## start Selected text
MacLellan hints at increased roles for Wilson, Orlov


MacLellan hints at increased roles for Wilson, Orlov

Capitals general manager Brian MacLellan went on a little radio blitz on Tuesday, appearing on the Grant and Danny Show on 106.7 The Fan and again on SiriusXM NHL Network Radio.

Much of the discussion centered around the Capitals’ intention to improve their speed and quickness on the third line, along with the continued development of 22-year-old right wing  Tom Wilson and 24-year-old defenseman Dmitry Orlov.

Since entering the NHL as a 19-year-old in 2013-14 under Capitals head coach Adam Oates, Wilson’s offensive numbers have modestly increased, from three goals and seven assists (151 penalty minutes) as a rookie to four goals and 13 assists (172 PIM) in Year 2 and seven goals and 16 assists (163 PIM) this season. His ice time has also increased, from 7:56 as a rookie, to 10:56 last year and 12:54 this season.

MacLellan says he thinks the Caps’ decision to promote Wilson to the NHL instead of letting him play one more season with the WHL Plymouth Whalers was a mistake.


“I’m optimistic with him,” MacLellan told NHL Network Radio. “I think, in hindsight, we probably started him in the NHL a year early.

“I think sometimes guys are physically mature and they can handle the physical part of it, but you know, big guys would be well-served playing a power play or playing a top-six role in a lower level versus a fourth-line role at the NHL level.

“I think maybe that first year didn’t do him any good. This year, I thought he made a lot of progress. He’s turned himself into a really good penalty killer. We played him in a third-line role most of the year, and he did a real good job killing penalties

“It would be nice to get him a little more offensive, you know maybe get on the second power play. But I think he’s coming. I think it’s just harder for him to get touches with the puck when you’re playing in a bottom-six role, and we anticipate putting him in more of an offensive role going forward.”

MacLellan told 106.7 The Fan that Orlov could find himself in the top four defensive rotation next season, with veteran Brooks Orpik possibly taking a reduced role as a third-pair defender with Nate Schmidt.

That could mean Orlov is paired with Matt Niskanen next season, with John Carlson and Karl Alzner being reunited.

“There’s an offensive upside to Orlov and there’s ability for him to move up in our lineup, and we’ve got to be careful that we don’t limit him in his ability to move there,” MacLellan said.

Orlov recorded a career-high eight goals and 21 assists in 82 regular season games while averaging 16:01 of ice time. That ice time decreased to 13:18 in 11 playoff games, where Orlov posted one assist and was pulled out of Game 2 against the Penguins.
## end Selected text
## start Collected material
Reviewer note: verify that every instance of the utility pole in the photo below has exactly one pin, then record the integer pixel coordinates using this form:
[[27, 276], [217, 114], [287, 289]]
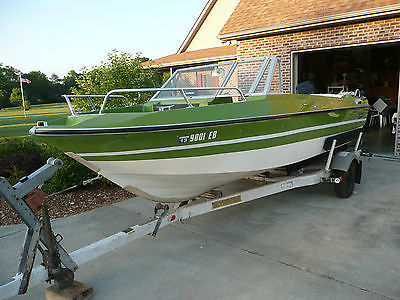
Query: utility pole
[[22, 93]]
## end Collected material
Reproduce word for word the part of the MacLellan article running from "Capitals general manager" up to and including "12:54 this season.". The data has nothing to do with the MacLellan article.

§ **Complete answer**
Capitals general manager Brian MacLellan went on a little radio blitz on Tuesday, appearing on the Grant and Danny Show on 106.7 The Fan and again on SiriusXM NHL Network Radio.

Much of the discussion centered around the Capitals’ intention to improve their speed and quickness on the third line, along with the continued development of 22-year-old right wing  Tom Wilson and 24-year-old defenseman Dmitry Orlov.

Since entering the NHL as a 19-year-old in 2013-14 under Capitals head coach Adam Oates, Wilson’s offensive numbers have modestly increased, from three goals and seven assists (151 penalty minutes) as a rookie to four goals and 13 assists (172 PIM) in Year 2 and seven goals and 16 assists (163 PIM) this season. His ice time has also increased, from 7:56 as a rookie, to 10:56 last year and 12:54 this season.